| What to do |
Please copy out the listing below word for word, every line included.

........

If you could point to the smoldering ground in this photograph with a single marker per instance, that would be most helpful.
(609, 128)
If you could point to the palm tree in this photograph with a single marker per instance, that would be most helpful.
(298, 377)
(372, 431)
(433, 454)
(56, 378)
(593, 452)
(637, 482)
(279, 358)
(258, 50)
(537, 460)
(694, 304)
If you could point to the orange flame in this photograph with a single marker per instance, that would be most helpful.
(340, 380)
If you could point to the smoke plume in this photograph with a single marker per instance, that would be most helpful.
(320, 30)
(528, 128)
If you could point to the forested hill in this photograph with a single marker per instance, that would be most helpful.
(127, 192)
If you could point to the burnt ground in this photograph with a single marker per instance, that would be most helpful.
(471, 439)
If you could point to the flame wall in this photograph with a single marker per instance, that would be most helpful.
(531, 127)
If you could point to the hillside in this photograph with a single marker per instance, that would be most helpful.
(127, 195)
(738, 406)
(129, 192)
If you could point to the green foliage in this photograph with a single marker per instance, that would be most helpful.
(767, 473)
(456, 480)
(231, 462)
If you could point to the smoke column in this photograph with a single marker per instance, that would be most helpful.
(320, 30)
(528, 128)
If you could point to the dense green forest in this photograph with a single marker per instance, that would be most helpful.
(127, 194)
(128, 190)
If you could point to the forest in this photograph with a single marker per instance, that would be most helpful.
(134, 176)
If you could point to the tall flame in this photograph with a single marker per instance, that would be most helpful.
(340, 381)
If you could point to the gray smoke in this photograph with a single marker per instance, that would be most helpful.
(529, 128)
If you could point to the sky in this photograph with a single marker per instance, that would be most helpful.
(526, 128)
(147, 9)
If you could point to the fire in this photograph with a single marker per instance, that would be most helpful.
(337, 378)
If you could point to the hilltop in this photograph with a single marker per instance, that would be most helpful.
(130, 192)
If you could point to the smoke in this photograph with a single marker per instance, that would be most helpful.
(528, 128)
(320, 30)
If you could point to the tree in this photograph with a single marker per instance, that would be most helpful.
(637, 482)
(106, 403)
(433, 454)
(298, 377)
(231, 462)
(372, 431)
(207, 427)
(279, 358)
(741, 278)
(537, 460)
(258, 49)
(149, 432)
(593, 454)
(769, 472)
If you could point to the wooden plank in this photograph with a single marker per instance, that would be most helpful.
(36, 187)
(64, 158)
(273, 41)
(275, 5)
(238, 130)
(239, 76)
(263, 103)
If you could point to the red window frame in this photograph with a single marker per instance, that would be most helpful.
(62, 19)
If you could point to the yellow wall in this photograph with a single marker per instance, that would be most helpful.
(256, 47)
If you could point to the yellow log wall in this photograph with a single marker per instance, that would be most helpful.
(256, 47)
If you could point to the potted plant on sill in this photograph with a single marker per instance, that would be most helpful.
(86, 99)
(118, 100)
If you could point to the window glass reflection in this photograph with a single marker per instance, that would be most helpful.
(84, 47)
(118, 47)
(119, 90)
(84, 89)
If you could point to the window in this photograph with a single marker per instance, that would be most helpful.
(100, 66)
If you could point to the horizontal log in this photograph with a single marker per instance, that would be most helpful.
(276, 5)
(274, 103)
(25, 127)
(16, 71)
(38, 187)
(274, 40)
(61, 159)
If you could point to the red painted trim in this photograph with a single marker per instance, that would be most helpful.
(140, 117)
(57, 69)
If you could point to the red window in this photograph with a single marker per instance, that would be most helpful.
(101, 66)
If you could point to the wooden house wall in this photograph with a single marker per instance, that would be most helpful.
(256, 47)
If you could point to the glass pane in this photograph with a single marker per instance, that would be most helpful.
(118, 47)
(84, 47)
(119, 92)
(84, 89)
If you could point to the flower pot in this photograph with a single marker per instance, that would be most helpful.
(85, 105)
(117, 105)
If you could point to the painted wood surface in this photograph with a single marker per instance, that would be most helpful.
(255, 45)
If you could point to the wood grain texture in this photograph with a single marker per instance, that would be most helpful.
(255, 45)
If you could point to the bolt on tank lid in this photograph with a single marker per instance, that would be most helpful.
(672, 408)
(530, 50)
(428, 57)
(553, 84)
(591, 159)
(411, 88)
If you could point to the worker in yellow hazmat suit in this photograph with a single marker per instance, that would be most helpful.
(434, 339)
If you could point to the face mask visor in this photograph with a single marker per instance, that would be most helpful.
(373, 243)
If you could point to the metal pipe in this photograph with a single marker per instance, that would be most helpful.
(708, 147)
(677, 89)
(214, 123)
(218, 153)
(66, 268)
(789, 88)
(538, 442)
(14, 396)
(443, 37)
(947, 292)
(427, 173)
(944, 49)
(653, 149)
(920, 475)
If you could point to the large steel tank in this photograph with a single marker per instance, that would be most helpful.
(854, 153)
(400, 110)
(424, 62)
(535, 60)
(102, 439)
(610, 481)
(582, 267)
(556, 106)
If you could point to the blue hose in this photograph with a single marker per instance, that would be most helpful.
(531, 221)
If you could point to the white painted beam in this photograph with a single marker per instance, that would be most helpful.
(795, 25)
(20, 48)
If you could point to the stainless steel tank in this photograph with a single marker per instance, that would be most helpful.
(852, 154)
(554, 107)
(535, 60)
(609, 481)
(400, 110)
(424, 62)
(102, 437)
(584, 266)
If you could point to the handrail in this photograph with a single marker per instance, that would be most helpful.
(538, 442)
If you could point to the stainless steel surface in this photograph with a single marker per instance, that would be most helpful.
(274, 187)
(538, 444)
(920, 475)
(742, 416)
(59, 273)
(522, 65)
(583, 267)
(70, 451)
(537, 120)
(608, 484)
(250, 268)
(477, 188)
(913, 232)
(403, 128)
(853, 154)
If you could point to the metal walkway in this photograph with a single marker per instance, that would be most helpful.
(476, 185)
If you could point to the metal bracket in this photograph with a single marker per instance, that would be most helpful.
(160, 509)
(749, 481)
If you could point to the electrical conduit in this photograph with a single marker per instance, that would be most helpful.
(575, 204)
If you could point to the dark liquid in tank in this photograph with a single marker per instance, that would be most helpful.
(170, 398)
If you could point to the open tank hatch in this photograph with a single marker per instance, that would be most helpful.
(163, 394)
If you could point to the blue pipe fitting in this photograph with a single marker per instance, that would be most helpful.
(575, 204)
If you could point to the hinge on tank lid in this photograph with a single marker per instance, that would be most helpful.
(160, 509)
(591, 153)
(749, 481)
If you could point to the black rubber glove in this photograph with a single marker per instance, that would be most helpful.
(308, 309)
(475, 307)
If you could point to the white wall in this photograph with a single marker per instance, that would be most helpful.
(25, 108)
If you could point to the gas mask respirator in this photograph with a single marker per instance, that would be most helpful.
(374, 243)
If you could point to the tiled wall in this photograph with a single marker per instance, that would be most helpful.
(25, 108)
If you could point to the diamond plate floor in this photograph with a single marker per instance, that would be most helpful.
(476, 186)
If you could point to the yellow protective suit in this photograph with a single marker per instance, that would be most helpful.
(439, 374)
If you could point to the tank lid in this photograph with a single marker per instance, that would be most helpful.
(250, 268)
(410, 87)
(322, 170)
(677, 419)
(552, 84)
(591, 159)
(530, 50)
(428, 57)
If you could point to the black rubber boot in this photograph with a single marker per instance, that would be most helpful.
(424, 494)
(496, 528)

........

| Solution to the problem |
If you could point to the smoldering ground in this photograph with a single marker per instance, that would be most helpful.
(609, 128)
If you could point to the palm tree in this photograph with a single marker per instance, that would be most helpful.
(298, 377)
(372, 431)
(433, 454)
(56, 378)
(593, 452)
(637, 482)
(279, 358)
(258, 50)
(537, 460)
(694, 304)
If you could point to the orange flame in this photograph with a single marker per instance, that would be most helpful.
(340, 380)
If you could point to the smoke plume in this photograph with a single marker per instance, that would be most helpful.
(320, 30)
(528, 128)
If you could point to the forested hill in this photograph with a single marker per instance, that would be most helpful.
(127, 192)
If you could point to the burnt ground in this photograph with a single marker per instance, that would be most helpful.
(471, 439)
If you could point to the flame wall in this photograph with a single marker per instance, that would be most helpful.
(531, 127)
If you could point to the hillside in this photograph with a single marker per instance, that would be most helpful.
(127, 195)
(738, 406)
(129, 192)
If you could point to the green foliage in this photograph with a single marker per instance, that would be most helpful.
(767, 473)
(456, 480)
(231, 462)
If you could point to the smoke column in this photograph with a single marker per instance, that would be most helpful.
(320, 30)
(528, 128)
If you could point to the dense green forest in this photograph with a single marker per instance, that would be most helpful.
(127, 194)
(128, 190)
If you could point to the forest in this photograph with a single marker per instance, that would be most helpful.
(134, 176)
If you could point to the tall flame in this photograph with a single marker per instance, that would be most helpful.
(340, 381)
If you could point to the gray smoke in this photograph with a single marker per instance, that would be most helpful.
(529, 128)
If you could point to the sky in this photograph with a single marker per instance, that would be most helpful.
(526, 128)
(147, 9)
If you could point to the fire in this photograph with a single marker per instance, that would be most helpful.
(337, 378)
If you could point to the hilltop in this photograph with a single marker per instance, that would be most helpful.
(130, 192)
If you could point to the smoke in this photograph with a single marker per instance, that would be most helpful.
(528, 128)
(320, 30)
If you could point to the tree in this photograph with a single marker per instance, that would be most helpful.
(637, 482)
(106, 403)
(433, 454)
(298, 377)
(231, 462)
(372, 431)
(207, 427)
(279, 358)
(741, 278)
(537, 460)
(258, 49)
(149, 432)
(593, 454)
(769, 472)
If you could point to the wooden plank in this photograph with a single marker per instance, that would be most helpful.
(36, 187)
(64, 158)
(273, 41)
(275, 5)
(238, 130)
(239, 76)
(263, 103)
If you could point to the red window frame in this photograph with a single marker per instance, that would be most helpful.
(62, 19)
If you could point to the yellow wall in this photograph with a single marker per instance, that would be most helpful.
(256, 47)
If you could point to the yellow log wall in this photograph with a single marker per instance, that would be most helpful.
(256, 47)
If you could point to the potted plant on sill in this photograph with a single marker per instance, that would be most helpful.
(86, 99)
(118, 100)
If you could point to the window glass reflection in this photograph with a single marker per instance, that would be most helpful.
(84, 47)
(118, 47)
(119, 90)
(84, 89)
If you could point to the window in this photograph with a single marker per instance, that would be most helpful.
(100, 66)
If you could point to the horizontal log in this photograph with a single marker per instance, that would be most helpful.
(276, 5)
(274, 103)
(25, 127)
(16, 71)
(38, 187)
(274, 40)
(61, 159)
If you could point to the red painted trim in this photograph with a single marker per instance, that would be most helpful.
(140, 117)
(57, 69)
If you could point to the red window in this photograph with a single marker per instance, that would be most helpful.
(101, 66)
If you could point to the wooden house wall in this photograph with a single marker per instance, that would be most helpful.
(256, 47)
If you could point to the glass pane in this photograph with a single marker per instance, that would be most helpful.
(118, 47)
(84, 47)
(119, 92)
(84, 89)
If you could point to the flower pot in this photograph with a single marker per instance, that would be most helpful.
(85, 105)
(117, 105)
If you could point to the painted wood surface in this photograph with a single marker per instance, that would be most helpful.
(255, 45)
If you could point to the wood grain texture in this photograph with a single marker per instance, that would be most helpful.
(255, 45)
If you could point to the bolt on tank lid in this photograph with a single marker per instance, that would be most helpful.
(672, 408)
(530, 50)
(428, 57)
(553, 84)
(591, 159)
(411, 88)
If you could point to the worker in yellow hazmat suit in this photograph with a single marker per instance, that would be most helpful.
(434, 339)
If you could point to the face mask visor in this photograph with a single marker per instance, that would be most helpful.
(373, 243)
If you could point to the metal pipe in this photograph with a single marker per instance, that would be most helpful.
(708, 147)
(677, 89)
(214, 123)
(218, 153)
(66, 268)
(789, 88)
(538, 442)
(14, 396)
(443, 37)
(947, 292)
(427, 173)
(944, 49)
(653, 149)
(920, 475)
If you could point to the large steel tank in this photograph with a single marker per instance, that would be most helpful.
(854, 153)
(400, 110)
(424, 62)
(535, 60)
(102, 439)
(610, 481)
(582, 267)
(556, 106)
If you could point to the blue hose in this photograph with a single marker per instance, that would be most helpful.
(531, 221)
If you could point to the white painted beam in this photograph with a single marker per instance, that would be most helpful.
(795, 25)
(20, 48)
If you could point to the stainless steel tank in this photograph with a single marker per instance, that would be most helpful.
(852, 154)
(554, 107)
(535, 60)
(609, 481)
(400, 110)
(424, 62)
(102, 437)
(584, 266)
If you could point to the handrail in this photograph with a single marker per instance, that would be most helpful.
(538, 442)
If you could point to the stainless steel surface in this photograph with a single marker per instance, that would be most helpful.
(274, 187)
(538, 444)
(920, 475)
(742, 416)
(59, 273)
(522, 65)
(583, 267)
(70, 451)
(537, 120)
(608, 484)
(250, 268)
(477, 188)
(913, 232)
(403, 128)
(853, 154)
If you could point to the metal walkway in this photograph with a single marker per instance, that would be most helpful.
(476, 185)
If you could point to the metal bracket in this photograph with a single marker per instance, that would be most helpful.
(160, 509)
(749, 481)
If you could point to the electrical conduit in this photograph with a single marker per instance, that would be most helpful.
(575, 204)
If you could point to the dark liquid in tank in this photograph with a single marker per instance, that would be most helpful.
(170, 398)
If you could point to the open tank hatch in this photograph with a single marker per instance, that would be most helpful.
(163, 394)
If you could point to the blue pipe fitting in this photograph with a single marker per instance, that would be most helpful.
(575, 204)
If you could point to the hinge on tank lid in this photograph with a single marker per instance, that would be most helpful.
(160, 509)
(591, 153)
(749, 481)
If you could point to the black rubber glove in this photograph with a single marker per instance, that would be most helpful.
(308, 309)
(475, 307)
If you could point to the white wall in this photograph with a single marker per instance, that would be most helpful.
(25, 108)
If you could point to the gas mask respirator in this photograph with a single marker per instance, that would be most helpful.
(374, 243)
If you could point to the tiled wall in this photograph with a single marker per instance, that would be most helpful.
(25, 108)
If you could point to the diamond plate floor in this photograph with a single marker per instance, that would be most helpful.
(476, 186)
If you could point to the yellow protective suit in this photograph with a single marker per instance, that would be most helpful.
(439, 374)
If you could point to the tank lid in this photograph with a single marker per instance, that would be most helpful.
(250, 268)
(410, 87)
(322, 170)
(677, 419)
(552, 84)
(591, 159)
(530, 50)
(428, 57)
If you could point to the black rubber boot in this photograph with a single marker per instance, that would be most helpful.
(424, 494)
(496, 528)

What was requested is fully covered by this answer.